__Esercizi__:
A. Rispondi a queste domande sul brano:
(i) Verso quale tipo di cinema ha deciso di orientarsi sempre di più chi parla?
(ii) Di chi è pieno questo paese, secondo chi parla?
(iii) Quali due film nomina chi parla quando descrive il suo sogno?
B. Riscrivi la parte del brano che parte da "Un’ultima domanda: come" e prosegue fino a "di continuare così!", sostituendo "il pubblico" con "gli spettatori".

__Estratto della pagina__:
▬▬▬
Onestamente, come spettatore, non sono un grande patito dell’orrore ma è davvero divertente stare su un set del genere, si imparano molti trucchi su come realizzare scene paurose. Mi sono sempre trovato molto a mio agio, ho collaborato con persone splendide che mi hanno sempre trattato benissimo. Ogni volta è come creare una nuova famiglia. Magari non è così per tutti, ma in base alle mie esperienze personali ho deciso di orientarmi sempre più verso il cinema indipendente, dove ogni persona collabora per raggiungere lo stesso obiettivo. E devo dire che i film che ho fatto, anche se non sono capolavori, hanno tutti il loro perché. Possono piacere o meno, ma sono girati bene, considerando anche la mancanza di risorse. Con parecchio si può ottenere molto, ma è un peccato dover girare quasi sempre con poco! Questo è proprio uno dei limiti dell’underground: purtroppo in Italia non è considerato un genere serio e ci sono poche risorse, anzi pochissime. Il prodotto finale non ha molte possibilità di essere visto, se non da quelli del settore stesso, figuriamoci al cinema, fatta eccezione dei festival. L’altro aspetto che non mi piace è che questo paese è pieno di haters, che sparlano di un prodotto senza prima vederlo. Invece di lavorare tutti insieme come comunità, ognuno tende a tirare l’acqua al proprio mulino.

Un’ultima domanda: come attore, ha qualche ambizione?

Il mio sogno sarebbe prendere parte a un film tipo Shaun of the Dead o Hot fuzz. Mi manca non poco l’umorismo nero tipicamente inglese. Ma mi basterebbe lavorare ancora in questo ambiente, sperando di dare sempre il meglio per contribuire a rendere i film più interessanti e piacevoli per il pubblico. Vorrei cogliere l’occasione per ringraziare tutti coloro con cui ho lavorato fino a oggi. Ogni set mi ha donato un’esperienza unica e memorabile. Spero di continuare così!
▬▬▬
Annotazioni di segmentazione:

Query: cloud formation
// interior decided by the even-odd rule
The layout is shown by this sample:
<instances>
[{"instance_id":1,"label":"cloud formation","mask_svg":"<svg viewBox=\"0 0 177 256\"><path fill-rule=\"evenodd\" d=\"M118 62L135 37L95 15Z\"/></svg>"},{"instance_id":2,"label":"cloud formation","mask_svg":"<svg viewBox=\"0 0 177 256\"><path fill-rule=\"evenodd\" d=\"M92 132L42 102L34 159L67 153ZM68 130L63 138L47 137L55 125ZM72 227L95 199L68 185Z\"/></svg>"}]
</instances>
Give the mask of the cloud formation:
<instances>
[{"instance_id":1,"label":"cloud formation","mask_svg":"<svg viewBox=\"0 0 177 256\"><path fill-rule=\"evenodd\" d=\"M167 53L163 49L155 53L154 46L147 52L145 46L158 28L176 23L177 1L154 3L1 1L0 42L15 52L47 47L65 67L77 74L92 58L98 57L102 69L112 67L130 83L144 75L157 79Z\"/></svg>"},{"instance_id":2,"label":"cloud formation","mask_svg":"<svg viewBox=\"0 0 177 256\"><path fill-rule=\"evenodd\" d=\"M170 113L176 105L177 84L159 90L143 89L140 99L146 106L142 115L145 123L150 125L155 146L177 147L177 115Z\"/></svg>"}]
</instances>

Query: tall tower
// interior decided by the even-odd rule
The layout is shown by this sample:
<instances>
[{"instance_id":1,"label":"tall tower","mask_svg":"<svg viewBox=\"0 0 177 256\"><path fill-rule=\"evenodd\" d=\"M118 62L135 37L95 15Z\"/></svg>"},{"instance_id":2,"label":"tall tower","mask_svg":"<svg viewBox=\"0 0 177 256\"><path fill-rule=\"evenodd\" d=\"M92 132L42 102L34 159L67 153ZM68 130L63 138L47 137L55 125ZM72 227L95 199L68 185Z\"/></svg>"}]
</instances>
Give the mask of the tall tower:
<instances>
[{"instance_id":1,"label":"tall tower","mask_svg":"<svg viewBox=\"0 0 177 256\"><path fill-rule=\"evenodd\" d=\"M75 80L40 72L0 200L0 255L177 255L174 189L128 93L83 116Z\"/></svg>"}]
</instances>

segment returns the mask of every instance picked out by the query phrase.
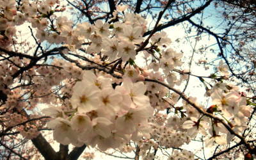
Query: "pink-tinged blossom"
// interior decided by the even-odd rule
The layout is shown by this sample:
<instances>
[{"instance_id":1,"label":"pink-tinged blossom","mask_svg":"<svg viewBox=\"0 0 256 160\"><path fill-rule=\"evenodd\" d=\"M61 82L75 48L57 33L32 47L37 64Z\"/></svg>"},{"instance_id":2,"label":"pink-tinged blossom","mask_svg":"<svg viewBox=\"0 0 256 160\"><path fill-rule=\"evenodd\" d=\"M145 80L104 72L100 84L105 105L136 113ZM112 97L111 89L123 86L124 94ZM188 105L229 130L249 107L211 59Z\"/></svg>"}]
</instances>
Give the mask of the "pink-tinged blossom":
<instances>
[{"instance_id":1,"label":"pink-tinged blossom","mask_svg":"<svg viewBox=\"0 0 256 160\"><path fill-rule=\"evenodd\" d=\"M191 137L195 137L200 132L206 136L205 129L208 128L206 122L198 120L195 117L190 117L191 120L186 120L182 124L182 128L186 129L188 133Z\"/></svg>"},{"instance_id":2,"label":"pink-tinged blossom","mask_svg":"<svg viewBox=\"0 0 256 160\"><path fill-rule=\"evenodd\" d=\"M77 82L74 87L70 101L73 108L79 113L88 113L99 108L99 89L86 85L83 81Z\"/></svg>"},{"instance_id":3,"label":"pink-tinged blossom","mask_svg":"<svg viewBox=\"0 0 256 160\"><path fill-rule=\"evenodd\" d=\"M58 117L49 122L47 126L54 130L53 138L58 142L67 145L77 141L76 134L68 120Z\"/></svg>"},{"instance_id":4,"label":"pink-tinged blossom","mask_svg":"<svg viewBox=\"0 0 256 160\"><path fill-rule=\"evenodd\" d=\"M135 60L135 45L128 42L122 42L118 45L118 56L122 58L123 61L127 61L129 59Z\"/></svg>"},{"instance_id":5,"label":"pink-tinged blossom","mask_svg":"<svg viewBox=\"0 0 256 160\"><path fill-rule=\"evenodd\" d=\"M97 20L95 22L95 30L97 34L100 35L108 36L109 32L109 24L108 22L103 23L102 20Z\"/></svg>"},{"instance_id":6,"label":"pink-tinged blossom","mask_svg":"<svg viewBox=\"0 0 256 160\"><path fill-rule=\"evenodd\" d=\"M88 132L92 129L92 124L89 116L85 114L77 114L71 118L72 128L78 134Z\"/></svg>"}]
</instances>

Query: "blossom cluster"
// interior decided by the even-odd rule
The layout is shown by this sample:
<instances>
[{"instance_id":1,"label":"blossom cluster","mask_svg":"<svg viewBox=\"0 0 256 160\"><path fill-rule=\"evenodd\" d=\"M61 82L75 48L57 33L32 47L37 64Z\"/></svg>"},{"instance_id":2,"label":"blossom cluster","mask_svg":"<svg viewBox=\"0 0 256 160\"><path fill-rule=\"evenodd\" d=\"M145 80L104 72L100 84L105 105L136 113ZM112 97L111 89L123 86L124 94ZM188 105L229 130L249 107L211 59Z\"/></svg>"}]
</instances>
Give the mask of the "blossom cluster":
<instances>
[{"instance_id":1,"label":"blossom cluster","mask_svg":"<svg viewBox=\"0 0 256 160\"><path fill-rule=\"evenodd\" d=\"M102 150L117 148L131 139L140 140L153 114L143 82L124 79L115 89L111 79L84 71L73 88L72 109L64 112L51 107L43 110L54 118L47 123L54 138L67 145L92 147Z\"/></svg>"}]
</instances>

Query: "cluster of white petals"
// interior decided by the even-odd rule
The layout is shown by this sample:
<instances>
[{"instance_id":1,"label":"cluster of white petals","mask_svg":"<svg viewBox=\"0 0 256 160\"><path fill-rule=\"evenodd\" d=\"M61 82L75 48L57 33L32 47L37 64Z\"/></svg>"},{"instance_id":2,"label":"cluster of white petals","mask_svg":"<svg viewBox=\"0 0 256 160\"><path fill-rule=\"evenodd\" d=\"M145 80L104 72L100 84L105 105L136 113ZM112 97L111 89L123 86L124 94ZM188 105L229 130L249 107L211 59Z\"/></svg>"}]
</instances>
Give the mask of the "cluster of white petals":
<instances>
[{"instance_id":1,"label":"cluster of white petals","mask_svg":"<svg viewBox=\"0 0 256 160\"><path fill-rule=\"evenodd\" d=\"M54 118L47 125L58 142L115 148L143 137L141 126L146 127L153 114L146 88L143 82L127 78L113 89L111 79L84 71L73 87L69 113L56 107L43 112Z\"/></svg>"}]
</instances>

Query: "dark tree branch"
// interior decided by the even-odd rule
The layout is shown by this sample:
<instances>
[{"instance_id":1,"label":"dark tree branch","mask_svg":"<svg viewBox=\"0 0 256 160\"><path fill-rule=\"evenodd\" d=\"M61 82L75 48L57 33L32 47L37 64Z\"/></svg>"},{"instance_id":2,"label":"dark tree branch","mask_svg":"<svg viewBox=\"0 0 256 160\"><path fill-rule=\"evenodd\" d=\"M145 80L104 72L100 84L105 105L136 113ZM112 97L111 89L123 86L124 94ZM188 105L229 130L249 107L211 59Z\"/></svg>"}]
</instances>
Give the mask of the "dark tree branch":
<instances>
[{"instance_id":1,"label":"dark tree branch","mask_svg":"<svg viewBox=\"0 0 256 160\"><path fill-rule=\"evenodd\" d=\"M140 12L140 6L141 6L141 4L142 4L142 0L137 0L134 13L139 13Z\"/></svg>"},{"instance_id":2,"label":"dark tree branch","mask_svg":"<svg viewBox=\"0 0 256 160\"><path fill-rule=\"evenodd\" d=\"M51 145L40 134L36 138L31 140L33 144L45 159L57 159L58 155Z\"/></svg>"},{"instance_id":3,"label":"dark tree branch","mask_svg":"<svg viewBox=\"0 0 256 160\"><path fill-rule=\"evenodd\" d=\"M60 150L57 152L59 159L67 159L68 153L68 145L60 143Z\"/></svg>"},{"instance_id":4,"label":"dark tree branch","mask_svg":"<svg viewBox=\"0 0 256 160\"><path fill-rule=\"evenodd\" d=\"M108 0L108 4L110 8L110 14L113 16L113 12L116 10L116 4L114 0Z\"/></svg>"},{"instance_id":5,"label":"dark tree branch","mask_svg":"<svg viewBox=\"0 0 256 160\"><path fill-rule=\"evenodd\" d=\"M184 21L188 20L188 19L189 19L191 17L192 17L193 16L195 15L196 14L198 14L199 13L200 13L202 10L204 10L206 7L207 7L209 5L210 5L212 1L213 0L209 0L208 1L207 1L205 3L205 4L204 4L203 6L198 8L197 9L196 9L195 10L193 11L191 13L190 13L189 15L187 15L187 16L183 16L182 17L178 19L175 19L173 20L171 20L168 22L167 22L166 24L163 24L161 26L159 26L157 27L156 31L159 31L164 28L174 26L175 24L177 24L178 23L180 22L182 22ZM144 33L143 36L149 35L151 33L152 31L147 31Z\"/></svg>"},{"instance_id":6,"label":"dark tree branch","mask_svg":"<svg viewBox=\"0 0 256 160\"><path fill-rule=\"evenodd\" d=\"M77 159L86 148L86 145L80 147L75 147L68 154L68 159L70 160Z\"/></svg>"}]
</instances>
▬▬▬
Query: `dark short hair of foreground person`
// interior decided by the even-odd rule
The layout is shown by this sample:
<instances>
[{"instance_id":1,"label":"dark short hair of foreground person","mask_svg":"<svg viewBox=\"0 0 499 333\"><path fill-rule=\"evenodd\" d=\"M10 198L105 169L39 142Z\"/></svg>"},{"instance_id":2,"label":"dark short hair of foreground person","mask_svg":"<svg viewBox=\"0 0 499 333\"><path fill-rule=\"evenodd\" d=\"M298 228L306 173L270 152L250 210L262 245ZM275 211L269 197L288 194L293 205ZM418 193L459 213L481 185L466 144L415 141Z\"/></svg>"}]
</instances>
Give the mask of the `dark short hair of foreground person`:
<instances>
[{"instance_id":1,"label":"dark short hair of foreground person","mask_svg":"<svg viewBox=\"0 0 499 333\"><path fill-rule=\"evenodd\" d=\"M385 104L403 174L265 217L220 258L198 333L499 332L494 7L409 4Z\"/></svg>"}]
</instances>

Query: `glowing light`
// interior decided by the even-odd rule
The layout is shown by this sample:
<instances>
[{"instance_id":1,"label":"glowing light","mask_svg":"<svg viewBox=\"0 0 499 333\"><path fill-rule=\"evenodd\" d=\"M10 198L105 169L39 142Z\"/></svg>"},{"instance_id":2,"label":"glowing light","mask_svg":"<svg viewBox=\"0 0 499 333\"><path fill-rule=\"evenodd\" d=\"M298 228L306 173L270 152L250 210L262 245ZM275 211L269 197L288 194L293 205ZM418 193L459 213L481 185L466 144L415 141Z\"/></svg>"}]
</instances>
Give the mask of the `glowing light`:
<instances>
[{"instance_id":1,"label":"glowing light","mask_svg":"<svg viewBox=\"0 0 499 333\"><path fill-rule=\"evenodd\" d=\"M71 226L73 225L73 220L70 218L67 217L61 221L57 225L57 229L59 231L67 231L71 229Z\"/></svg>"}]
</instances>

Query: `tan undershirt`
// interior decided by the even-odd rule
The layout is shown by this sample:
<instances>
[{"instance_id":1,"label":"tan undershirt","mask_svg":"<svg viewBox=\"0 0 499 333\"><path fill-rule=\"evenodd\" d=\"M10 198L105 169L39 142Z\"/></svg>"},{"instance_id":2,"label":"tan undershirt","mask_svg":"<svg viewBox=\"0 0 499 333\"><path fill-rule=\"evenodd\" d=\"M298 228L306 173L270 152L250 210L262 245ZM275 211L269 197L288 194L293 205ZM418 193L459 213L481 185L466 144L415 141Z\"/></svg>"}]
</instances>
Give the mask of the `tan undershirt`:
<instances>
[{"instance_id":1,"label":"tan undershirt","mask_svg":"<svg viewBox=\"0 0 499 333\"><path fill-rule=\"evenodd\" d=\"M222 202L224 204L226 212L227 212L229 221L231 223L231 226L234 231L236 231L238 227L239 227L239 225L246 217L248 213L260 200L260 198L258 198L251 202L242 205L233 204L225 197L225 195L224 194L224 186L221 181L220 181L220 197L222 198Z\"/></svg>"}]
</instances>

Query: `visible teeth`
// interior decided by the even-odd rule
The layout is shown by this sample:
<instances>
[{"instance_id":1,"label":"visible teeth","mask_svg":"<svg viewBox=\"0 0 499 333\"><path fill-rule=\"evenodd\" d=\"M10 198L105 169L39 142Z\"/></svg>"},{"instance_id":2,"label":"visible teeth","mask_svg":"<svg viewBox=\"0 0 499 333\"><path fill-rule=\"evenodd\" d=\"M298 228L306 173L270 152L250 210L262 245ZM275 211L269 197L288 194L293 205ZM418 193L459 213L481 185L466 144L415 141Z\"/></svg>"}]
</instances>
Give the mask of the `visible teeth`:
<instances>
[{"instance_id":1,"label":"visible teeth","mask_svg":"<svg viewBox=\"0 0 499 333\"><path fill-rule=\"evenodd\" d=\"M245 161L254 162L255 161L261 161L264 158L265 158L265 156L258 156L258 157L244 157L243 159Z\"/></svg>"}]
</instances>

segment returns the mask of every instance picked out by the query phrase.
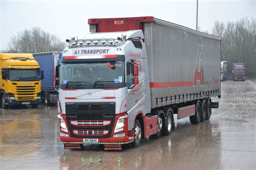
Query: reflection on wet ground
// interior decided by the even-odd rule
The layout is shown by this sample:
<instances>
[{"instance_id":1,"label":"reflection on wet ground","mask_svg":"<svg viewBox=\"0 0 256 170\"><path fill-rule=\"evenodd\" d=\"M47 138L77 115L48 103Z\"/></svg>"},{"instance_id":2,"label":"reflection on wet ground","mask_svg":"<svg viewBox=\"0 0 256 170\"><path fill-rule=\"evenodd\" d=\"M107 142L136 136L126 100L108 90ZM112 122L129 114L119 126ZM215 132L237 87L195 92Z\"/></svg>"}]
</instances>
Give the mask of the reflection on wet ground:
▬▬▬
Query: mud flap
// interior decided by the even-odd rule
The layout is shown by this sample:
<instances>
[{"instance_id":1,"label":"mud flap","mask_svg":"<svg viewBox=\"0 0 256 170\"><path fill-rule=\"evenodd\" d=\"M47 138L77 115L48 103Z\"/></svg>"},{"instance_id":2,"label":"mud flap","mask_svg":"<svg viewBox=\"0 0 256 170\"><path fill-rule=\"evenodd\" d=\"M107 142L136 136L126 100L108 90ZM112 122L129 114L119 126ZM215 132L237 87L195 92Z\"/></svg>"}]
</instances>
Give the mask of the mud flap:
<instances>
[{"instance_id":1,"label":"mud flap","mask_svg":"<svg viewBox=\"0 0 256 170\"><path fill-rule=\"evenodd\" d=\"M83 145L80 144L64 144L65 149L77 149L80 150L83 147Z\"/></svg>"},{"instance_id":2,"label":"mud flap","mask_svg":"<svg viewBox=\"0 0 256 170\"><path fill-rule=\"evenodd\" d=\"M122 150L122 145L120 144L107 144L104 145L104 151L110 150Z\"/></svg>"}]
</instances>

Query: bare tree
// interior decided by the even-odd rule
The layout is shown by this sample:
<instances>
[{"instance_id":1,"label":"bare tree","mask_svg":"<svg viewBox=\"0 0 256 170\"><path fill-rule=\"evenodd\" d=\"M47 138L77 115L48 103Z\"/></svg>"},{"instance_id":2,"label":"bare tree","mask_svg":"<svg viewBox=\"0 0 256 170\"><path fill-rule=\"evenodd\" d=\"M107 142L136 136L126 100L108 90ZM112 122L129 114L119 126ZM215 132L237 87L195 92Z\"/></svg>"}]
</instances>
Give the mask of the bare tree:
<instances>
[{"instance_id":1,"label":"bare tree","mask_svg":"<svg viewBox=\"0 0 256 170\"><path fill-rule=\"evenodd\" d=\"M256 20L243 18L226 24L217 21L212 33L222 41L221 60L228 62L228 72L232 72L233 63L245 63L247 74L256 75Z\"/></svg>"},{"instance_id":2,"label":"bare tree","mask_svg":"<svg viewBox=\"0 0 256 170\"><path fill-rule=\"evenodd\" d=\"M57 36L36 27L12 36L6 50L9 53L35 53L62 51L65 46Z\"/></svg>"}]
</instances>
▬▬▬
__Soluzioni una per una__:
A.
(i) Verso il cinema indipendente.
(ii) Di haters, che sparlano di un prodotto senza prima vederlo.
(iii) Shaun of the Dead e Hot fuzz.

B.
Un’ultima domanda: come attore, ha qualche ambizione?

Il mio sogno sarebbe prendere parte a un film tipo Shaun of the Dead o Hot fuzz. Mi manca non poco l’umorismo nero tipicamente inglese. Ma mi basterebbe lavorare ancora in questo ambiente, sperando di dare sempre il meglio per contribuire a rendere i film più interessanti e piacevoli per gli spettatori. Vorrei cogliere l’occasione per ringraziare tutti coloro con cui ho lavorato fino a oggi. Ogni set mi ha donato un’esperienza unica e memorabile. Spero di continuare così!